WHAT YOU ARE ASKED TO DO: Extract the lines from the first line of the records below through the line containing "this sample: [35,55].", inclusive, and reproduce them exactly as written.

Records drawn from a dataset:

********

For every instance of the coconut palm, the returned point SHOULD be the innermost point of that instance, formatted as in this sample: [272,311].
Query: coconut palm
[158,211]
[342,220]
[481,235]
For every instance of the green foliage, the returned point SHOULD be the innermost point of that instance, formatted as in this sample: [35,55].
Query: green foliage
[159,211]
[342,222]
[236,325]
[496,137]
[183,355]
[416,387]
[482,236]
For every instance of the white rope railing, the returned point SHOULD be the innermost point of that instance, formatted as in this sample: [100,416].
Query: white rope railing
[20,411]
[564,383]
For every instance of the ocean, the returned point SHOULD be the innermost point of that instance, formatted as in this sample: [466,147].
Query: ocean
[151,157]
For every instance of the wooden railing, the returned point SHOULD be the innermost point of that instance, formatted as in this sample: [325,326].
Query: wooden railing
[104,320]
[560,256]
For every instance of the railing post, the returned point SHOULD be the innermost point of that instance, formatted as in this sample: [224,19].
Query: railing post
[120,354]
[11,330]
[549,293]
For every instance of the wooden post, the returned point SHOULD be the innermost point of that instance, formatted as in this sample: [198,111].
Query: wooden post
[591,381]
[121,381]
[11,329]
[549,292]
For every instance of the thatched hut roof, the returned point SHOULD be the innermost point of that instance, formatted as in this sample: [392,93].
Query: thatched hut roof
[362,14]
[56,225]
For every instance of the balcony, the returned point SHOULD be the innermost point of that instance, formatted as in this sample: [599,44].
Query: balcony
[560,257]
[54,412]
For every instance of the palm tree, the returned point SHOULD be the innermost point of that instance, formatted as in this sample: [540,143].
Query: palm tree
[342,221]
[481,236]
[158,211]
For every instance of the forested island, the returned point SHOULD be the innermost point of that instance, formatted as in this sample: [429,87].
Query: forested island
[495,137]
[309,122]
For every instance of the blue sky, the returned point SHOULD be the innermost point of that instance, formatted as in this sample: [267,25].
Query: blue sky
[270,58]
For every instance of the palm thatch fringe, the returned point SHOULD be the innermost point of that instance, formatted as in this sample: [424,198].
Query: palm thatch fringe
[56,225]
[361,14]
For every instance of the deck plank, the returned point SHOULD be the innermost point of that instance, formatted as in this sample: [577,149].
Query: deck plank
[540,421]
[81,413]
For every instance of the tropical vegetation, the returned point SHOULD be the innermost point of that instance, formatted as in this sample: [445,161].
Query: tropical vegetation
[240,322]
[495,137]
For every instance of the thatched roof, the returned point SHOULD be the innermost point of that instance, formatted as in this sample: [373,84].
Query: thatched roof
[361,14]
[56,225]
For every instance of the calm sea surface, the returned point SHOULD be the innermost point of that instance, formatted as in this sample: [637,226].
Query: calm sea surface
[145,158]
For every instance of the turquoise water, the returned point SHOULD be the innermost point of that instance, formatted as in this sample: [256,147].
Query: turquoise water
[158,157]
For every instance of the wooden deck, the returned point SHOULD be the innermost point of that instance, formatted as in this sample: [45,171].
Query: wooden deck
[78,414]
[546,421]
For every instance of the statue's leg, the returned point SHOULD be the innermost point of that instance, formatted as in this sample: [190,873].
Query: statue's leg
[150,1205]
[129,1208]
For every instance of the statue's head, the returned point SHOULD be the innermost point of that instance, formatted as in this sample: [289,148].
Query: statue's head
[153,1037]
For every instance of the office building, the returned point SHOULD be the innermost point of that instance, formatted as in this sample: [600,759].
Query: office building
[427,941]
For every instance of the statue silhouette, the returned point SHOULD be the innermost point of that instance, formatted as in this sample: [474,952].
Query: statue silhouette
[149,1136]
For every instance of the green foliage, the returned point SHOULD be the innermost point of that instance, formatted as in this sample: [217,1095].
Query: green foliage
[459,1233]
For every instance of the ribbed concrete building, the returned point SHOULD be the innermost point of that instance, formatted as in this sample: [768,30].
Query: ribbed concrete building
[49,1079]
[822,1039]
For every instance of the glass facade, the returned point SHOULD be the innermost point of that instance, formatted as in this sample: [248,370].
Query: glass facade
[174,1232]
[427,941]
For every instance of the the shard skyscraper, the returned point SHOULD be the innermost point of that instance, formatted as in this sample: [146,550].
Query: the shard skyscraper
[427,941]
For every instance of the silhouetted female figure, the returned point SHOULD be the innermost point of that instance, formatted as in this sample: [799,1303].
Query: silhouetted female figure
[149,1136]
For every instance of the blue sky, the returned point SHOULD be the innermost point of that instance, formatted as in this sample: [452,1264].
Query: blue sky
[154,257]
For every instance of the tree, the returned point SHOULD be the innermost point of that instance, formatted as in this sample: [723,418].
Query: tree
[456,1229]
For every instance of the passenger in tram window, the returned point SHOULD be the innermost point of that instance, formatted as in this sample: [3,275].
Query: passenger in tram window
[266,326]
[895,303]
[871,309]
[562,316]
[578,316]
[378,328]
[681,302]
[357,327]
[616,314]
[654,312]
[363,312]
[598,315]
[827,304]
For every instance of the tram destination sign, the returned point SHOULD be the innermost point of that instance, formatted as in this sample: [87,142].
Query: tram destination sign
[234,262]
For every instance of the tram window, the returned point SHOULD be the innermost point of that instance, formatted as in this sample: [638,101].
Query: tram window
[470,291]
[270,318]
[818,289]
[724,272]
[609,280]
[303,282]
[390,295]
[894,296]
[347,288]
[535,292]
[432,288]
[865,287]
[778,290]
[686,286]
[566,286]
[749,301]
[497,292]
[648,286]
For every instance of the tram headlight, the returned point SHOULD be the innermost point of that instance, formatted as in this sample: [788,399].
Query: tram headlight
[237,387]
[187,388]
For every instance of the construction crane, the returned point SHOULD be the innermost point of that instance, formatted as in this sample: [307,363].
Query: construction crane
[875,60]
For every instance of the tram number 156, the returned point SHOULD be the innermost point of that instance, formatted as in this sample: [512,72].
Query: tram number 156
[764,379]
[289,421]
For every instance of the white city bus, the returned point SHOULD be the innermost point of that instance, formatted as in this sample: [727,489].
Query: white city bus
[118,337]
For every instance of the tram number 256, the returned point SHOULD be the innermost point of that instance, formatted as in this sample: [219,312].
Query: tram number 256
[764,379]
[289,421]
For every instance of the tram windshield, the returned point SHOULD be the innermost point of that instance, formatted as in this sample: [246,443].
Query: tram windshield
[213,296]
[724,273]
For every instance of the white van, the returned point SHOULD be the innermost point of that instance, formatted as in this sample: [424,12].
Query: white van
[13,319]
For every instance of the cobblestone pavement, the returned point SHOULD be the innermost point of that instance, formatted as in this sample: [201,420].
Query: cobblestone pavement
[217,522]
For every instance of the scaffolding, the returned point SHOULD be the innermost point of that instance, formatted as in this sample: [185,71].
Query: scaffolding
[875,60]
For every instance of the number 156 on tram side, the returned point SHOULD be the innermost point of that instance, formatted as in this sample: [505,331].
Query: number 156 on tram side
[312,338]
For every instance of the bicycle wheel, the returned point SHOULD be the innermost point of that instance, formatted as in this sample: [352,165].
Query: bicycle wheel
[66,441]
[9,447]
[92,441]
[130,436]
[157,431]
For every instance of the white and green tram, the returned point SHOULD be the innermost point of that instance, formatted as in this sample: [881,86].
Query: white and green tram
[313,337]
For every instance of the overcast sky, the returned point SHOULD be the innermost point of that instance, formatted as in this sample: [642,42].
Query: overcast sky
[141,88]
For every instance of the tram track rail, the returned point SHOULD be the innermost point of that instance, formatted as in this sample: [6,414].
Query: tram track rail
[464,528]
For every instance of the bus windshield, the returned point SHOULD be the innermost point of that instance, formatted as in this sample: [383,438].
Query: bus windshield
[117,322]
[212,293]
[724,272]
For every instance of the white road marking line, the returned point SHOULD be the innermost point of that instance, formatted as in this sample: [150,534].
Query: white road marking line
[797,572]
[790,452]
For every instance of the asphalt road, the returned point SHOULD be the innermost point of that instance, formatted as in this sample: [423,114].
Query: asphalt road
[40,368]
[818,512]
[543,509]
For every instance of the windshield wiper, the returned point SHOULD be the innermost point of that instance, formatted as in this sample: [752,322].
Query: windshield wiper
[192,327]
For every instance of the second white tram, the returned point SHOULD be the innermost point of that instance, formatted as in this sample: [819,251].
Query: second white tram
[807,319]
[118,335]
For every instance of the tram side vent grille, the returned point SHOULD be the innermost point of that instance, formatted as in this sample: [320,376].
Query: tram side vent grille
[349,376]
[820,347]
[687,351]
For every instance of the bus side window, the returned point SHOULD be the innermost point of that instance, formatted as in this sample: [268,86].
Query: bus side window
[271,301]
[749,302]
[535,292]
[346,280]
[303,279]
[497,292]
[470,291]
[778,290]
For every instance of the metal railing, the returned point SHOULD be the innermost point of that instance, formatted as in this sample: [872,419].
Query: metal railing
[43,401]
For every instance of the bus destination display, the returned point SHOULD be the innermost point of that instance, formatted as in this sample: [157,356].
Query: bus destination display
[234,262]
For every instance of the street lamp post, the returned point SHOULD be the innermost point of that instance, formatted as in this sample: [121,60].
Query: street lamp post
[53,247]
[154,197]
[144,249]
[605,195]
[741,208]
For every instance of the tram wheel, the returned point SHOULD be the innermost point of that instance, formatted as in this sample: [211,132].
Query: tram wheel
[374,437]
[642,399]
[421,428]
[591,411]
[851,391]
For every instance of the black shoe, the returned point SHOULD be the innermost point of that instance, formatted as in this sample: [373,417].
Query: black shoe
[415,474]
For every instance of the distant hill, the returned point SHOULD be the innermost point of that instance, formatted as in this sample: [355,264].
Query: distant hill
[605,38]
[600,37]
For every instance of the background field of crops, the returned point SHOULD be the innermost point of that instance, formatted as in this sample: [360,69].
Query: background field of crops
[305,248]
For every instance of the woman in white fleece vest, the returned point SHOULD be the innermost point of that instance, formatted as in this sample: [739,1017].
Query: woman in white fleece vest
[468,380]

********

TASK RESULT:
For every instance of the coconut palm, the returned point SHOULD be the innermost point of that instance, formatted as in this sample: [272,311].
Query: coconut palm
[158,211]
[342,220]
[481,235]
For every instance of the green foliage, the returned point SHOULD be the innermost point of that instance, formatted as in this sample: [35,55].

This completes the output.